## Given problem
Rewrite the material, replacing every "drop a point" with "place a point" and leaving everything else as it is.

Stored items
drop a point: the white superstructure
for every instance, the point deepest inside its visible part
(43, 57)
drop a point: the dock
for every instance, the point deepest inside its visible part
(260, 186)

## Task result
place a point: the white superstructure
for every instance, the point deepest inside its visible part
(43, 57)
place a point: the dock
for every instance, the point deepest inside its visible part
(260, 186)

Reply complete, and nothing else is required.